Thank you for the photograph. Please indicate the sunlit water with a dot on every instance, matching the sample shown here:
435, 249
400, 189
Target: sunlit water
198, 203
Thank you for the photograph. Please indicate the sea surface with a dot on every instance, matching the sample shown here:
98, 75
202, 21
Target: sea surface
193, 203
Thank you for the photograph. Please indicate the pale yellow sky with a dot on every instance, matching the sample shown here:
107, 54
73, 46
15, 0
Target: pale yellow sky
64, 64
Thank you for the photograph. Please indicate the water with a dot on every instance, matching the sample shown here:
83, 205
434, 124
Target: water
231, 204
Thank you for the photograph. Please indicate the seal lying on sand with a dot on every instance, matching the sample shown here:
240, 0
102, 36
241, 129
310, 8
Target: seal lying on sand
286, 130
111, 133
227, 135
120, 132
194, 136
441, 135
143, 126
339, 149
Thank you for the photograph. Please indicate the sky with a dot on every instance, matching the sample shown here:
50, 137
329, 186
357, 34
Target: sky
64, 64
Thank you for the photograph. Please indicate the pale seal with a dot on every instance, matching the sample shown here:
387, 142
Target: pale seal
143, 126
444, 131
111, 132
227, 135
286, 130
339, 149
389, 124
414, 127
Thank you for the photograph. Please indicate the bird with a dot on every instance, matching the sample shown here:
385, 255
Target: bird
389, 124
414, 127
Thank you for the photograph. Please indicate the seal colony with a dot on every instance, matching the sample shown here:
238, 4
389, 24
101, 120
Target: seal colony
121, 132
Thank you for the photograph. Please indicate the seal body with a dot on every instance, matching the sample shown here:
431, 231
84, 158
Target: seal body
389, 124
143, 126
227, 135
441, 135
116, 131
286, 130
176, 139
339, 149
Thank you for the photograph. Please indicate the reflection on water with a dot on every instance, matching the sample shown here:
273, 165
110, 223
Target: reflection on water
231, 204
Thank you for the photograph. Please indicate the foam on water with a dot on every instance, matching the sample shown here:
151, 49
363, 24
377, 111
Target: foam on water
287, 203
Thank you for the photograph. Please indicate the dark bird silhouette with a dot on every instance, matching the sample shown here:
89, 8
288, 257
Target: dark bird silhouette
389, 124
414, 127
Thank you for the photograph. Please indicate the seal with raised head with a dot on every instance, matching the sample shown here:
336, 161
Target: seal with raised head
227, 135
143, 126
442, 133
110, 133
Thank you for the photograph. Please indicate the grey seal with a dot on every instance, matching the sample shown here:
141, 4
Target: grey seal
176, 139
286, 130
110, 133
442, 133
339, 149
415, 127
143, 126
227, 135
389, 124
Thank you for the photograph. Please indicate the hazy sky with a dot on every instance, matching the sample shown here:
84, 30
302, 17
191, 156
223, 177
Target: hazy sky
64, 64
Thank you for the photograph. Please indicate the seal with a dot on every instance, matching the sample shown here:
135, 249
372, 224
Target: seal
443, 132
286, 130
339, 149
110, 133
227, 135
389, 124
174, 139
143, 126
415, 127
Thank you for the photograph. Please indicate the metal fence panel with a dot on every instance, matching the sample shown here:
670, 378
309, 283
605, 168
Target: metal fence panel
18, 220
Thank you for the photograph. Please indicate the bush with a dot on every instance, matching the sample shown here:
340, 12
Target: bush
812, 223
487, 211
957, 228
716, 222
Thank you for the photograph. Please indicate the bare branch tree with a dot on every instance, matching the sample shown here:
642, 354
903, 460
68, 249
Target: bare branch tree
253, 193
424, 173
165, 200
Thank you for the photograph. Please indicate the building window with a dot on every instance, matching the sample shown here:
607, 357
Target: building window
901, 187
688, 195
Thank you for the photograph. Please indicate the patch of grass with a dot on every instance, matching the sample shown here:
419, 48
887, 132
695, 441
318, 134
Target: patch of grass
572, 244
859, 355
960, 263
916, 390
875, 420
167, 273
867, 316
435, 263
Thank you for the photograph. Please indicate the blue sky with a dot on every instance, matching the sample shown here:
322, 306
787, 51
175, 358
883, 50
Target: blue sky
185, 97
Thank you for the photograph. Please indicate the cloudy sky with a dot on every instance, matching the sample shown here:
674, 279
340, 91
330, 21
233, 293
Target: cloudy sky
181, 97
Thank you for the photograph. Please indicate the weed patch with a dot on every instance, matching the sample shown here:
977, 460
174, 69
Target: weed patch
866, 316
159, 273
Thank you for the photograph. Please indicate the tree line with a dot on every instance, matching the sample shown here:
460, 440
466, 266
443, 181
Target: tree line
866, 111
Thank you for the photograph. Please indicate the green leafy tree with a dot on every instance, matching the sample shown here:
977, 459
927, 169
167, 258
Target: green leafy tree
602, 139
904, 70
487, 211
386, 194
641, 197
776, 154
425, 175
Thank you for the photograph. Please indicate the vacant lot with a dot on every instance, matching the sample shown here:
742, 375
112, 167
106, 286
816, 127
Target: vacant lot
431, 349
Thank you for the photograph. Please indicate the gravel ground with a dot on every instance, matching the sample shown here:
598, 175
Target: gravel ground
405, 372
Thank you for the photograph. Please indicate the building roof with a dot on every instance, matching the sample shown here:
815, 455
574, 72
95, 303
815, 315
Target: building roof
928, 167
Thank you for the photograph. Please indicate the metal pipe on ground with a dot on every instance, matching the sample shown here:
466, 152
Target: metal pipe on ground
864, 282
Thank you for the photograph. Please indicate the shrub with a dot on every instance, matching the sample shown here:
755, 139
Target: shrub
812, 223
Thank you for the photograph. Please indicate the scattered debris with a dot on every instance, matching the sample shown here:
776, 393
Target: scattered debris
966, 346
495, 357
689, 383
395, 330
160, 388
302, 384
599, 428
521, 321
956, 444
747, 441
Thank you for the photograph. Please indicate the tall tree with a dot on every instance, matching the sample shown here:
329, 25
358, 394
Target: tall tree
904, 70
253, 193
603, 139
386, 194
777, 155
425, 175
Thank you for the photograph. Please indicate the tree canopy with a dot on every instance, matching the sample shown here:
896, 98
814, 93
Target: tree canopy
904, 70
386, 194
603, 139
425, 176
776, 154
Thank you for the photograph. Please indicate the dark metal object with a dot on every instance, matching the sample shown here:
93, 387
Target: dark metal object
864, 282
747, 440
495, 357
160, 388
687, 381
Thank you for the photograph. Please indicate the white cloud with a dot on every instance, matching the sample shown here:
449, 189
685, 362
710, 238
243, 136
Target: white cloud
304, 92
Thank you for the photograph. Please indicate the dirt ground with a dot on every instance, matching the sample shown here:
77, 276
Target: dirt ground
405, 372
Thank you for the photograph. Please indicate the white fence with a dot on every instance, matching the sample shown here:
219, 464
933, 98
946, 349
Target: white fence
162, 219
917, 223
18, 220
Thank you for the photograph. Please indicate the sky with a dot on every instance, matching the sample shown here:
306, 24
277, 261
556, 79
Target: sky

**EXERCISE PROMPT**
From beginning to end, the data must be duplicated exactly.

**YOUR SOLUTION**
Thank you for the photograph. Please indicate the sunlit water with a dot on every instance, matching the sample shown here:
435, 249
400, 189
Target: sunlit water
198, 203
Thank you for the photograph. Please indicate the sea surface with a dot on every instance, matching the sample shown here:
98, 75
202, 21
Target: sea surface
193, 203
Thank you for the photograph. Please indicate the pale yellow sky with a dot on every instance, matching the sample shown here:
107, 54
73, 46
15, 0
Target: pale yellow sky
64, 64
Thank you for the photograph. Please indicate the water with a dot on every instance, matching the sample shown here:
83, 205
434, 124
Target: water
231, 204
Thank you for the photograph. Please indicate the seal lying on sand with a dot on every instance, matching the sample shown here:
240, 0
102, 36
241, 129
310, 8
Target: seal lying on sand
286, 130
111, 133
227, 135
120, 132
194, 136
441, 135
143, 126
339, 149
Thank you for the photograph. Please indicate the sky with a dot on every instance, matching the sample shown here:
50, 137
329, 186
357, 34
Target: sky
64, 64
Thank you for the photograph. Please indicate the pale seal with a dot on every instance, matching the sample shown here:
387, 142
Target: pale seal
143, 126
444, 131
111, 132
227, 135
286, 130
339, 149
389, 124
414, 127
Thank you for the photograph. Please indicate the bird with a dot on every instance, matching the sample shown here:
385, 255
Target: bird
389, 124
414, 127
Thank you for the photograph. Please indicate the seal colony with a dot on every instance, matching the sample shown here:
238, 4
389, 24
101, 120
Target: seal colony
121, 132
Thank you for the photograph. Please indicate the seal body with a dot on every instance, matching the sample shown here:
431, 231
84, 158
Target: seal body
389, 124
143, 126
227, 135
441, 135
116, 131
286, 130
176, 139
339, 149
Thank you for the photograph. Please indicate the reflection on water with a dot on every instance, matching the sample shown here:
273, 165
110, 223
Target: reflection on water
231, 204
Thank you for the photograph. Please indicate the foam on water with a dot on every instance, matching the sample shown here:
151, 49
363, 24
377, 111
Target: foam on water
287, 203
Thank you for the photograph. Please indicate the dark bird silhouette with a dot on every instance, matching the sample shown here:
89, 8
288, 257
Target: dark bird silhouette
389, 124
414, 127
Thank you for the photograph. Please indicate the seal with raised head with a dot on every instance, matching the sample shown here:
336, 161
Target: seal with raised head
227, 135
143, 126
442, 133
110, 133
Thank you for the photograph. Please indicate the grey seal with a dot on every instance, matching the sample shown here:
141, 4
Target: grey seal
176, 139
286, 130
110, 133
442, 133
339, 149
415, 127
143, 126
227, 135
389, 124
Thank you for the photograph. Please indicate the hazy sky with a dot on every instance, matching the sample shown here:
84, 30
302, 17
191, 156
223, 177
Target: hazy sky
64, 64
Thank you for the photograph. Please indicate the seal with a dot on every instance, matching the sample shown here:
135, 249
372, 224
Target: seal
443, 132
286, 130
339, 149
110, 133
227, 135
389, 124
174, 139
143, 126
415, 127
Thank you for the photograph. Please indicate the metal fence panel with a dot on every instance, matching the sample shown here:
670, 378
309, 283
605, 168
Target: metal fence panel
18, 220
Thank you for the photograph. Please indicate the bush with a dot on every instance, matching the sample shown here:
340, 12
Target: bush
812, 223
487, 211
957, 228
716, 222
Thank you for the photograph. Please indicate the bare branch tree with a dot on every instance, matching the sample shown here:
642, 354
903, 460
68, 249
Target: bare branch tree
253, 193
424, 173
165, 200
Thank you for the photograph. Please indicate the building window with a dot on every instance, matching the sample shown here:
607, 357
Target: building window
901, 187
688, 195
Thank you for the photograph. Please indicate the patch of grass with a dot on every instance, matching the sample shown here:
419, 48
887, 132
695, 441
318, 134
Target: patch of grass
572, 244
859, 355
960, 263
916, 390
875, 420
167, 273
867, 316
435, 263
Thank you for the photograph. Please indicate the blue sky with a dot on every instance, matching the sample shown here:
322, 306
787, 51
175, 358
883, 50
Target: blue sky
185, 97
Thank you for the photograph. Please indicate the cloudy sky with a dot on every instance, matching the sample shown here:
674, 279
340, 91
330, 21
233, 293
Target: cloudy sky
181, 97
Thank you for the photograph. Please indicate the weed patch with a dot on every instance, matching the sample shown here:
977, 460
174, 69
Target: weed patch
866, 316
159, 273
Thank you for the photograph. Please indicate the tree line with a dot on every instance, matching the sample shown here:
460, 440
466, 266
443, 181
Target: tree line
866, 111
Thank you for the photograph. Please indicate the green leafy tree with a dot on every instance, matching the sample shown here:
977, 459
927, 169
167, 258
Target: green leafy tree
602, 139
904, 70
487, 211
386, 194
641, 197
776, 154
425, 175
Thank you for the photograph. Please indicate the vacant lot with a dot on every instance, matching the sample shown here:
742, 375
112, 167
106, 286
816, 127
Target: vacant lot
431, 349
Thank you for the photograph. Please indicate the gravel ground with a dot on every instance, matching the sample shown here:
598, 175
Target: gravel ground
405, 372
Thank you for the photograph. Please indicate the building roof with a dot on every instance, matching the sample shown here:
815, 455
574, 72
95, 303
815, 315
Target: building roof
928, 167
Thank you for the photograph. Please indicate the metal pipe on ground with a dot on every instance, matching the sample shown here:
466, 152
Target: metal pipe on ground
864, 282
Thank you for the photograph. Please indicate the shrub with a dot on every instance, matching the sample shown here:
755, 139
Target: shrub
812, 223
Thank you for the photograph. Please indicate the scattered debris with a dot on every instance, matching the sample shown here:
776, 393
Target: scattered debris
966, 346
495, 357
689, 383
395, 330
160, 388
302, 384
599, 428
521, 321
956, 444
747, 441
Thank you for the photograph. Please indicate the tall tree with a dot on every instance, matching the sample shown here:
329, 25
358, 394
Target: tall tree
904, 70
253, 193
603, 139
386, 194
777, 155
425, 175
Thank you for the photograph. Please indicate the tree canopy with a dot on every instance, matching the sample shown here:
896, 98
814, 93
Target: tree canopy
904, 70
386, 194
603, 139
425, 176
776, 154
Thank you for the photograph. Please indicate the dark metal object with a dot on every instance, matching the sample shown here:
93, 387
Target: dark metal object
864, 282
747, 440
495, 357
160, 388
687, 381
Thank you for the photograph. Please indicate the white cloud with a dot on every instance, matching the sample shown here:
449, 189
685, 362
710, 238
243, 136
Target: white cloud
304, 92
Thank you for the photograph. Please indicate the dirt ground with a dot on every instance, matching the sample shown here:
77, 276
Target: dirt ground
405, 372
Thank you for the photograph. Please indicate the white fence with a dot on every instance, matching the sample shown here:
219, 464
933, 98
946, 349
Target: white fence
162, 219
917, 223
18, 220
Thank you for the photograph. Please indicate the sky with a dot on every instance, matching the sample shown here:
306, 24
277, 261
556, 79
Target: sky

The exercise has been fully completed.